# TASK DETAILS:
The response should contain all of the records, copied exactly, and none of the images.

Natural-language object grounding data
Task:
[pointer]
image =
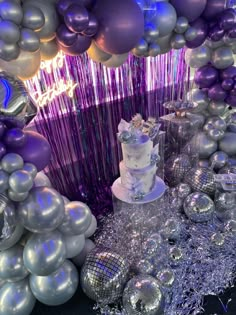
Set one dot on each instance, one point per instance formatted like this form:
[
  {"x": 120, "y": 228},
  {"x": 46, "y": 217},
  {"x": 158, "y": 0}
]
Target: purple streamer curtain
[{"x": 82, "y": 129}]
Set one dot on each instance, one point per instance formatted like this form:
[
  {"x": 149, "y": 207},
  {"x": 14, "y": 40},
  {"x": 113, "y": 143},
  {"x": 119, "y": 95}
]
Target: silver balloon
[
  {"x": 143, "y": 296},
  {"x": 81, "y": 257},
  {"x": 44, "y": 253},
  {"x": 198, "y": 57},
  {"x": 30, "y": 168},
  {"x": 12, "y": 162},
  {"x": 9, "y": 52},
  {"x": 25, "y": 66},
  {"x": 216, "y": 108},
  {"x": 29, "y": 40},
  {"x": 33, "y": 18},
  {"x": 181, "y": 25},
  {"x": 12, "y": 265},
  {"x": 104, "y": 275},
  {"x": 20, "y": 181},
  {"x": 4, "y": 177},
  {"x": 166, "y": 277},
  {"x": 166, "y": 18},
  {"x": 201, "y": 179},
  {"x": 92, "y": 228},
  {"x": 191, "y": 33},
  {"x": 199, "y": 207},
  {"x": 176, "y": 167},
  {"x": 218, "y": 159},
  {"x": 41, "y": 180},
  {"x": 16, "y": 298},
  {"x": 228, "y": 144},
  {"x": 200, "y": 98},
  {"x": 74, "y": 245},
  {"x": 10, "y": 32},
  {"x": 77, "y": 218},
  {"x": 56, "y": 288},
  {"x": 42, "y": 211},
  {"x": 49, "y": 50},
  {"x": 48, "y": 31},
  {"x": 222, "y": 57}
]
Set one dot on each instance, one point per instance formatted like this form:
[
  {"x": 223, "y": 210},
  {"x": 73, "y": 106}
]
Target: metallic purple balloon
[
  {"x": 202, "y": 30},
  {"x": 64, "y": 36},
  {"x": 81, "y": 44},
  {"x": 121, "y": 25},
  {"x": 206, "y": 76},
  {"x": 228, "y": 73},
  {"x": 227, "y": 19},
  {"x": 76, "y": 18},
  {"x": 36, "y": 150},
  {"x": 191, "y": 9},
  {"x": 227, "y": 84},
  {"x": 216, "y": 93},
  {"x": 213, "y": 8},
  {"x": 14, "y": 138}
]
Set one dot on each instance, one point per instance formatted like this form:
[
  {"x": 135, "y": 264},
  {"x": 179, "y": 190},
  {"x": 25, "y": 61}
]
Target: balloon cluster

# WORKED SOLUTION:
Task:
[pointer]
image =
Set one dot on each instance, one point per instance formatted like this form:
[
  {"x": 120, "y": 228},
  {"x": 46, "y": 217},
  {"x": 158, "y": 0}
]
Target: purple streamer curtain
[{"x": 82, "y": 129}]
Set one dot on each instance, one point per instance formatted like this form:
[
  {"x": 149, "y": 207},
  {"x": 14, "y": 40},
  {"x": 113, "y": 143},
  {"x": 119, "y": 95}
]
Target: silver balloon
[
  {"x": 143, "y": 296},
  {"x": 81, "y": 257},
  {"x": 44, "y": 253},
  {"x": 198, "y": 57},
  {"x": 30, "y": 168},
  {"x": 12, "y": 162},
  {"x": 9, "y": 52},
  {"x": 25, "y": 66},
  {"x": 216, "y": 108},
  {"x": 29, "y": 40},
  {"x": 33, "y": 18},
  {"x": 181, "y": 25},
  {"x": 12, "y": 265},
  {"x": 104, "y": 275},
  {"x": 20, "y": 181},
  {"x": 4, "y": 177},
  {"x": 166, "y": 277},
  {"x": 166, "y": 18},
  {"x": 201, "y": 179},
  {"x": 92, "y": 228},
  {"x": 191, "y": 33},
  {"x": 199, "y": 207},
  {"x": 176, "y": 167},
  {"x": 218, "y": 159},
  {"x": 41, "y": 180},
  {"x": 16, "y": 298},
  {"x": 228, "y": 144},
  {"x": 200, "y": 98},
  {"x": 74, "y": 245},
  {"x": 10, "y": 32},
  {"x": 77, "y": 218},
  {"x": 56, "y": 288},
  {"x": 42, "y": 211},
  {"x": 49, "y": 50},
  {"x": 48, "y": 31},
  {"x": 222, "y": 57}
]
Set one dot on each instance, one point per instance formatted like this form:
[
  {"x": 223, "y": 210},
  {"x": 73, "y": 106}
]
Target: metallic purple balloon
[
  {"x": 202, "y": 30},
  {"x": 64, "y": 36},
  {"x": 81, "y": 44},
  {"x": 121, "y": 25},
  {"x": 206, "y": 76},
  {"x": 228, "y": 73},
  {"x": 227, "y": 19},
  {"x": 76, "y": 18},
  {"x": 36, "y": 150},
  {"x": 191, "y": 9},
  {"x": 227, "y": 84},
  {"x": 216, "y": 93},
  {"x": 213, "y": 8},
  {"x": 14, "y": 138}
]
Set one dot on each instance, one point per instance formatted like this form:
[
  {"x": 135, "y": 264},
  {"x": 179, "y": 190},
  {"x": 25, "y": 61}
]
Target: balloon cluster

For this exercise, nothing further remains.